# [What you need to do]
From the post below about reporting crashes from wearable apps, reproduce word for word the passage that opens with the words containing "Google already announced" and closes with "for instance, Crashlytics.".
====== Text excerpt
Since Crashlytics doesn't work on wearable apps out of the box, I'm looking for an optimal way to intercept and report any potential exception thrown in the runtime. I wonder why they're not being automatically reported to Google Play Developer Console?
Google already announced that the future Android Wear update will have Wi-Fi support built-in, but even then, not every device is going to be equipped with the adequate hardware.
In that case, my initial idea was to create a subclass of Application
and implement Thread.UncaughtExceptionHandler
. Then, every exception would have to be marshalled and sent to a handset, using MessageApi
. An extension of WearableListenerService
on the handset would receive a message, unmarshal the exception and pass it to, for instance, Crashlytics.
However, that raises a few more questions. There's a risk that the Bluetooth connection between wearable and handset is disrupted, so all errors should be queued and stored on the wearable device's file system.
============
====== Data
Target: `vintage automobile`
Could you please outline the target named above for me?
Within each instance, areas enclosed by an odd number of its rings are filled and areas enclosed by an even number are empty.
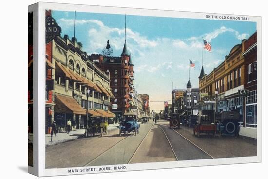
============
# [Exercise answer]
Google already announced that the future Android Wear update will have Wi-Fi support built-in, but even then, not every device is going to be equipped with the adequate hardware.
In that case, my initial idea was to create a subclass of Application
and implement Thread.UncaughtExceptionHandler
. Then, every exception would have to be marshalled and sent to a handset, using MessageApi
. An extension of WearableListenerService
on the handset would receive a message, unmarshal the exception and pass it to, for instance, Crashlytics.